▸ **Exercise details**
Find every line in the records below that contains the word "campfire" and copy each of those lines.

[Source records]
_ _ _ _
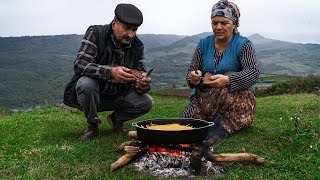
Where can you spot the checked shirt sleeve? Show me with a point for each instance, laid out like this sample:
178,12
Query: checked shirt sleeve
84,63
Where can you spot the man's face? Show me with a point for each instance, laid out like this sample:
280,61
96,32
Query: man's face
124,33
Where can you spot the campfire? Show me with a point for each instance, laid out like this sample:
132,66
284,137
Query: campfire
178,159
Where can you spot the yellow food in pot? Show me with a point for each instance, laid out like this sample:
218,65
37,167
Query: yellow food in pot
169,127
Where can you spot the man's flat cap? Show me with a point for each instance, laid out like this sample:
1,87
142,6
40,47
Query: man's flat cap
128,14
_ _ _ _
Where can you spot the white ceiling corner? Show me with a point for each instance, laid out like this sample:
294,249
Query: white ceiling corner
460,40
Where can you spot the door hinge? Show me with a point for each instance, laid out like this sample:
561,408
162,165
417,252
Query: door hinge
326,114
_ _ _ _
▸ **Written solution**
Where can you spot the campfire? Show me with a point for each instance, laid out like this sample:
Query: campfire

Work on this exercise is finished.